**** Input
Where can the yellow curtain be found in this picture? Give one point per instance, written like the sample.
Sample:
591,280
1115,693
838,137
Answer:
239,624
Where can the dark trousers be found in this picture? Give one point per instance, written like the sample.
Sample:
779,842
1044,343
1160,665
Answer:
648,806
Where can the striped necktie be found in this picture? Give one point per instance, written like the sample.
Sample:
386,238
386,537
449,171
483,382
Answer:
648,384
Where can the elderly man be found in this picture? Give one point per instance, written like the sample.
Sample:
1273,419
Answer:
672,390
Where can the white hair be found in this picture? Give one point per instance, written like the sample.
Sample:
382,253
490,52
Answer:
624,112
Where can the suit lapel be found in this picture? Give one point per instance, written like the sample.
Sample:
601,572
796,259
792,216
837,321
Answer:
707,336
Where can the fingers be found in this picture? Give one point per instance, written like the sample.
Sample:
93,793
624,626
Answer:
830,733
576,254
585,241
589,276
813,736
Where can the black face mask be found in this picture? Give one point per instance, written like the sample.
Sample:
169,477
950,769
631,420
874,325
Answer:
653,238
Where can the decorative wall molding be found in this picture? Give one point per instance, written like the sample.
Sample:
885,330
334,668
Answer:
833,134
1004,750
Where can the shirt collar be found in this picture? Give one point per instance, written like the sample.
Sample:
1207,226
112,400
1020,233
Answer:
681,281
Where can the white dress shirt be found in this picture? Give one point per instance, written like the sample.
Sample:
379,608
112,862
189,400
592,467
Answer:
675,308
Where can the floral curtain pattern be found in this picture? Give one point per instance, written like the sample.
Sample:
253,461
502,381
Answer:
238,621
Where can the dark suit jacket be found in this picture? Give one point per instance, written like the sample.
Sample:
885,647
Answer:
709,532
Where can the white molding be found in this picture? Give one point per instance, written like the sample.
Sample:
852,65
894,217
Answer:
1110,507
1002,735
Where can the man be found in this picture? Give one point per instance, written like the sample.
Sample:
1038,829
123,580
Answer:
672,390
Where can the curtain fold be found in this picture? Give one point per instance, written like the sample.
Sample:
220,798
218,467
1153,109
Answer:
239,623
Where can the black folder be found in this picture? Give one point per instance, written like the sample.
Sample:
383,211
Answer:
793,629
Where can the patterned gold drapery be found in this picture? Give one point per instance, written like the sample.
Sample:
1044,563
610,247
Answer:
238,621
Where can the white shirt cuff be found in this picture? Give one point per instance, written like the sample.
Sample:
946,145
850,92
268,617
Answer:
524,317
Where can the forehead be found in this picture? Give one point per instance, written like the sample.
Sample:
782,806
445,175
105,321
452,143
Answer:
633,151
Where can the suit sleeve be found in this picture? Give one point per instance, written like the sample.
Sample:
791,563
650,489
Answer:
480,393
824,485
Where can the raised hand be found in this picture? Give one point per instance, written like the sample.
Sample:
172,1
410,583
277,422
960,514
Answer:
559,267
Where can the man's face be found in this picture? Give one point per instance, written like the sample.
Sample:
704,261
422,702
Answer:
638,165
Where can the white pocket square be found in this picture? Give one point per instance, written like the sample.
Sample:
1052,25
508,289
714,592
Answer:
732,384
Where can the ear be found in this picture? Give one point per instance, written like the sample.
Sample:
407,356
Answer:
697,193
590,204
********
Task instructions:
The output is every entry, printed exactly as it reads.

Answer for the task:
Where can the yellow curtain be found in this picture? Give one point per instance, written like the sample.
Sample:
591,280
1115,693
838,137
Answer:
239,624
Where can the dark trousers be found in this picture? Give one point per instance, written like the sample.
Sample:
779,842
1044,343
1160,665
Answer:
648,806
Where can the striped necktie be found in this picture? Give one point per instance, written like the sample.
Sample:
386,238
386,537
449,171
483,382
Answer:
648,384
Where can the elderly man be found in this picture? Give one point per instance, written like the sample.
Sample:
1273,419
Answer:
672,390
Where can the white hair be found in this picture? Give one point per instance, written like the sample.
Sample:
382,253
490,52
Answer:
624,112
Where can the suit lapel be found in this picture? Give one point per instance, written like the sample.
Sample:
601,572
796,259
792,216
837,321
Answer:
707,336
Where can the fingers be found in this picture? Give one point per instance, written like the sample.
Sample:
93,793
624,626
Answer:
830,733
576,254
585,241
589,276
813,736
Where can the black face mask be found in this picture? Give one point per instance, written like the sample.
Sample:
169,477
950,769
631,420
874,325
Answer:
653,238
Where can the decorative wall molding be found in this picture? Give one point per instance, written like the sample.
Sample:
885,330
334,668
Answer:
833,134
1004,750
Where can the shirt collar be found in this picture? Give one point per instance, written like the sample.
Sample:
1207,226
112,400
1020,233
Answer:
681,281
Where can the white dress shirt be found in this picture? Give one point per instance, written like the sample.
Sample:
379,608
112,862
189,400
592,467
Answer:
675,308
Where can the floral curtain pattern be found in this picture? Give one point per instance, written like the sample.
Sample:
253,461
502,381
Answer:
238,621
Where can the dark suit jacket be found in this picture? Give one point per instance, written like the sample.
Sample:
885,647
Answer:
709,532
Where can the white molding be found in this picture? Give one point per instance, written like the sample.
Sample:
852,65
894,217
Answer:
1110,507
1002,735
Where can the man be found in this picture? Give one point per instance, written like the sample.
Sample:
1038,829
123,580
Answer:
672,390
Where can the curtain fold be found in this picture? Give one point per instance, written like the sample.
Sample:
220,798
218,467
1153,109
Answer:
239,623
Where can the black folder be found in this picture? Give one point per instance, written like the sample.
Sample:
383,211
Answer:
793,629
Where can the patterned gold drapery be found in this picture? Give one point per instance, written like the sample.
Sample:
1044,563
610,247
Answer:
238,621
Where can the white shirt cuff be found in this picture? Give one point per instance, written like the sample.
Sample:
946,145
850,92
268,617
Answer:
524,317
Where can the forehead be found in this picture? Give one point per instance, written like the sample.
Sample:
782,806
445,175
105,321
452,143
Answer:
633,151
Where can the suit sleeve be found in this picture? Give one point per instance, written like the sample.
Sample:
791,563
650,489
Answer:
480,393
824,485
Where can the raised hand be found in this picture? Give one point per instance, written like the sample.
Sample:
172,1
410,583
277,422
960,514
Answer:
559,267
Where can the man's face be found in this picture? Give one point per instance, written like the sample.
Sample:
704,261
422,702
Answer:
638,165
Where can the white pocket square be found in this picture? Give one point per instance, written like the sample.
Sample:
1052,25
508,289
714,592
Answer:
732,384
Where can the ear be found in this picture? Give one point per instance, written like the sample.
Sample:
407,356
Answer:
697,193
590,204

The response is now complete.